== TRECHO PARA LEITURA
No caso do grupo de sujeitos envolvidos na pesquisa, a estratégia nos pareceu
adequada porque favoreceu a reflexão coletiva sobre a prática, de acordo com o que
recomendam Lüdke (2001), Sacristán e Pérez Gómez (2000), Schön (1992) e Pérez
Gómez (1992).
168
A fala de JU (384), representativa de uma reflexão sobre a realidade que envolve
a situação dos professores, exemplifica aquilo que Lüdke e Boing (2004) chamam de
“precarização da profissão docente”, que pode contribuir para um estado de baixa
auto-estima desses profissionais. Uma situação desse tipo pode ser percebida na fala da
professora, em um momento de “quase desabafo”, onde a participante JU compara a
remuneração dos profissionais docentes com a realidade salarial de outros profissionais.
A discussão sobre a necessidade de comprometimento dos outros professores,
que se iniciou na fala de GO (378), trouxe, ao longo de todo o trecho selecionado,
outros elementos como o medo, a falta de tempo, a carga horária extensa e o número
excessivo de alunos, queixas características desse estado de precariedade, já apontadas
também por Müenchen e Auler (2007a; 2007b), Fontes e Cardoso (2006), Santos et al.
(2006) e Fuenzalida (2001).
====
== INFORMAÇÕES APRESENTADAS
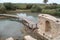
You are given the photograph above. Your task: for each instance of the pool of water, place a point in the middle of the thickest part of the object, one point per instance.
(10, 28)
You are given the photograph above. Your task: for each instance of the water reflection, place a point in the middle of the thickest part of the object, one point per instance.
(10, 28)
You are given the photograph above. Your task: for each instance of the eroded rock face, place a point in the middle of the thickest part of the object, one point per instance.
(28, 37)
(10, 38)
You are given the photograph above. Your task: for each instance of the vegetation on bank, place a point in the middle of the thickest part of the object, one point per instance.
(53, 9)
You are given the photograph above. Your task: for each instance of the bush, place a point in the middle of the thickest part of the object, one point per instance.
(36, 9)
(48, 11)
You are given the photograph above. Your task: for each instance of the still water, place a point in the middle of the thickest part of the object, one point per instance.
(10, 28)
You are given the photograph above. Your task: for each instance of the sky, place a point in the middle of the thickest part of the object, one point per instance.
(29, 1)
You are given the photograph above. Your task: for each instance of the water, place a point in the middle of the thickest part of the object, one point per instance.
(10, 28)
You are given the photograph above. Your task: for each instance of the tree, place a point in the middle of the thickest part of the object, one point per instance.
(2, 9)
(9, 6)
(45, 1)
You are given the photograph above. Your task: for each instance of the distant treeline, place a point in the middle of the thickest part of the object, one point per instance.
(53, 9)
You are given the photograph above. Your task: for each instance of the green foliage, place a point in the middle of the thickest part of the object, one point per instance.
(50, 7)
(45, 1)
(36, 9)
(9, 6)
(2, 9)
(29, 6)
(48, 11)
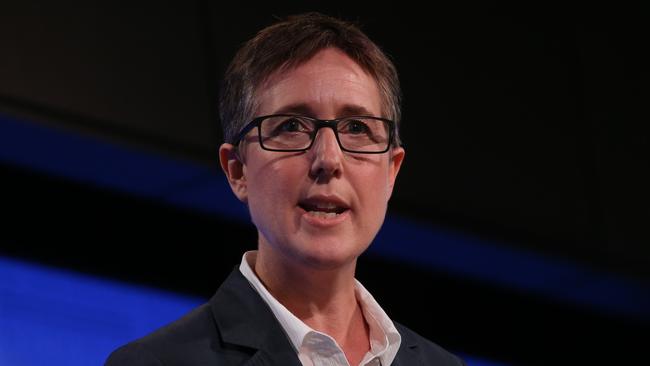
====
** TRABALHO PEDIDO **
a - Transcreva do trecho sobre a precarização da profissão docente tudo o que vai de "A discussão sobre" até "Santos et al.".
b - Traduza para o inglês esta frase do trecho sobre a precarização da profissão docente: "Uma situação desse tipo pode ser percebida na fala da professora, em um momento de “quase desabafo”, onde a participante JU compara a remuneração dos profissionais docentes com a realidade salarial de outros profissionais."

** RESPOSTAS POR TAREFA **
a -
A discussão sobre a necessidade de comprometimento dos outros professores,
que se iniciou na fala de GO (378), trouxe, ao longo de todo o trecho selecionado,
outros elementos como o medo, a falta de tempo, a carga horária extensa e o número
excessivo de alunos, queixas características desse estado de precariedade, já apontadas
também por Müenchen e Auler (2007a; 2007b), Fontes e Cardoso (2006), Santos et al.

b - A situation of this kind can be perceived in the teacher's speech, in a moment of "near venting," where the participant JU compares the pay of teaching professionals with the salary reality of other professionals.